In subacute and chronic disease weight loss is associated with a severe hypochromic, macrocytic anaemia, hypoalbuminemia and hyperglobulinaemia. Serum glutamyl transpeptidase concentration is raised by the activities of adult F. hepatica in bile ducts.
(iv) In can be confirmed by finding of eggs in the faeces. In case of acute infection, by post mortem lesions characteristic hepatic lesions, since the animals harbour immature parasites and there is very little chance of getting eggs in the faeces.
(v) Serological test such as enzyme linked immunosorbent assay has shown promise, particularly for the diagnosis of infection in cattle. A rise in antibody can be detected by 2 weeks after infection and keeps rising until 6 weeks.
Differential Diagnosis
- Haemonchosis
- Infectious necrotic hepatitis
- Anthrax
- Johne’s disease
- Other internal parasitism including parasitic gastroenteritis in sheep and ostertagiosis in cattle.
Treatment
Treatment of acute fascioliasis requires selection of a product highly effective against the juveniles those damage the liver parenchyma. For chronic disease, a compound active against the adult fluke is required.
1. Triclabendazole is specific compound for use against F. hepatica in sheep and cattle.
Dose: Sheep 10 mg/kg, Cattle 12 mg/kg
Higher doses are required for the control of F. gigentica in buffalo.
It is highly effective against all stages of fluke from 2 days old in sheep and 2 weeks in cattle and is the drug of choice in outbreaks of acute fluke disease.
It has been used with success in horses and donkeys (12 mg/kg) but is not licensed for this purpose.
Fluke populations resistent to triclabendazole have developed following intensive control regimes in a few instances.
2. Oxyclozanide is used only in cattle and has a significant effect against the adult fluke but is inactive against immature forms.
Dose: 10-15 mg/kg orally
3. Rafoxanide is found to be 98-99% effective @ 7.5 mg/kg B. wt.
4. Nitroxynil @ 10 mg/kg subcutaneously for 3 alternate days has good efficacy against adult flukes.
5. Albendazoles @ 7.5 mg/kg in sheep and 10 mg/kg in cattle is effective against adult fluke.
6. Closantel will kill the majority of flukes older than 4 weeks in sheep @ 10 mg/kg.
Control
Preventive measures are required in endemic areas as fascioliasis can cause death without warning causes significant production losses.

### DATA EXTRACT
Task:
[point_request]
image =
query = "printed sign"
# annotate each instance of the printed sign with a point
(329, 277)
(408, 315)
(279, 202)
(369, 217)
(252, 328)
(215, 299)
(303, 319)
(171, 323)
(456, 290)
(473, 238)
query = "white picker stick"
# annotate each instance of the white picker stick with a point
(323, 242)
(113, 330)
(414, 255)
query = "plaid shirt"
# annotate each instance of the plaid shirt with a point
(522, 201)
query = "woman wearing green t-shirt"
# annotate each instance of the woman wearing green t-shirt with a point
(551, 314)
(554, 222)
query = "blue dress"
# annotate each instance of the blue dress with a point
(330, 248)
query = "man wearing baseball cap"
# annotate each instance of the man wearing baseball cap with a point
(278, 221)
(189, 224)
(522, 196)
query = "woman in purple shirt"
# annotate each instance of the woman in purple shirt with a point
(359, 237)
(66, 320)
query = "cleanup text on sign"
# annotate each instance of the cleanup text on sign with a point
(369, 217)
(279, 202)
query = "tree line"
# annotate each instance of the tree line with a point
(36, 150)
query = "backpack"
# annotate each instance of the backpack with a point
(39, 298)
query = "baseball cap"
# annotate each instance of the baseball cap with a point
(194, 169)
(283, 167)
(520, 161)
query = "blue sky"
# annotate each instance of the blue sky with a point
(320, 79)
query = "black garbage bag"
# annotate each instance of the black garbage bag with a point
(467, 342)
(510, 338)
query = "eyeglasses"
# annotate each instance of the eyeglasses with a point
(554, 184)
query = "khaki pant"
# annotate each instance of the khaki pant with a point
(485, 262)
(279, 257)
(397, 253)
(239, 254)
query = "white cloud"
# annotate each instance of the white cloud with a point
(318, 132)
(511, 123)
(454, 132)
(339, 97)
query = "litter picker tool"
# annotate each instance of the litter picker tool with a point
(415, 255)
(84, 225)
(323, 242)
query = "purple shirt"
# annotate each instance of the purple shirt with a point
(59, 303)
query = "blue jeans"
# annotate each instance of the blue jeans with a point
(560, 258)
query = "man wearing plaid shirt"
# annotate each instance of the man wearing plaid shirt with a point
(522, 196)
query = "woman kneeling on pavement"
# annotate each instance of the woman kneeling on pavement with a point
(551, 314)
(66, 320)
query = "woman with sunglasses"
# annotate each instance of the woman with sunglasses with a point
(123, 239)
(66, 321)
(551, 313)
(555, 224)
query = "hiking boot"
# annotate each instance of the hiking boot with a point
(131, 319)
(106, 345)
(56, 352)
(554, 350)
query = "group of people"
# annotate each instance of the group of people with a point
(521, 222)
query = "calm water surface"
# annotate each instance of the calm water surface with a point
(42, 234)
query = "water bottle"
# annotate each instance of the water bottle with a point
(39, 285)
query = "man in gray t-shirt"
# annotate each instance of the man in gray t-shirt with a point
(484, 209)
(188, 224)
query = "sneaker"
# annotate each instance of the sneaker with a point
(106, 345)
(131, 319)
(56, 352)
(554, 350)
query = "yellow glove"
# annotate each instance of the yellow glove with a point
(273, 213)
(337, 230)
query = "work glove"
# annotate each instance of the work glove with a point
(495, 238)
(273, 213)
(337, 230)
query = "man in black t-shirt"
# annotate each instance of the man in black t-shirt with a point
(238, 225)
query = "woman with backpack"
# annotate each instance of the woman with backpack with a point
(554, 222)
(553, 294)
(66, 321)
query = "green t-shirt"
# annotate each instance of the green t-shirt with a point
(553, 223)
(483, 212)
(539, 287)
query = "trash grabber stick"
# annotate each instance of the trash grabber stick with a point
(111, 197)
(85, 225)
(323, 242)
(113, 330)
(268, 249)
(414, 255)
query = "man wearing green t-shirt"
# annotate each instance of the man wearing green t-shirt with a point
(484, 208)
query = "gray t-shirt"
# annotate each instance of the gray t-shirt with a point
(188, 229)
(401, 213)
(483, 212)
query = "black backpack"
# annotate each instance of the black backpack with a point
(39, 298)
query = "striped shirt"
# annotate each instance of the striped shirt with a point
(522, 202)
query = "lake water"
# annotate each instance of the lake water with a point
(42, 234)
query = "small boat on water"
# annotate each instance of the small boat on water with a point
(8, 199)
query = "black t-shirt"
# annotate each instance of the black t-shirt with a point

### ASSIGNED TASK
Answer these from the fascioliasis passage:
1. What dose of triclabendazole is listed for cattle?
2. By how many weeks after infection can a rise in antibody be detected?
3. Which drug is used only in cattle?

### ANSWER FOR THE TASK
1. 12 mg/kg
2. 2 weeks
3. Oxyclozanide